■ **SHORT PROBLEM**
Rescale the point coordinates in the answers to all of the items below by multiplying each one by 1.05 and rounding to the nearest whole number, with halves rounded up. Reproduce every line of each item, requests included, and leave the numbers in the requests and their format samples unchanged.

■ **LISTED RECORDS**
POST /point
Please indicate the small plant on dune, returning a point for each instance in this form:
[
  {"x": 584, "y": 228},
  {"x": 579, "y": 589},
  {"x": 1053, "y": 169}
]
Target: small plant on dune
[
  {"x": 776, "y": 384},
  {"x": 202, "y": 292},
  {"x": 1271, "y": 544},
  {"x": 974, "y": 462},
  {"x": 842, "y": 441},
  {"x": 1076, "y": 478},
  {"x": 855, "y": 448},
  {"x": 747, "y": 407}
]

■ **WRITTEN ANSWER**
POST /point
Please indicate the small plant on dune, returning a point for each instance in this form:
[
  {"x": 584, "y": 228},
  {"x": 579, "y": 589},
  {"x": 1053, "y": 169}
]
Target: small plant on dune
[
  {"x": 815, "y": 403},
  {"x": 212, "y": 307},
  {"x": 1335, "y": 571},
  {"x": 1023, "y": 485},
  {"x": 884, "y": 463},
  {"x": 1130, "y": 502},
  {"x": 898, "y": 470},
  {"x": 784, "y": 427}
]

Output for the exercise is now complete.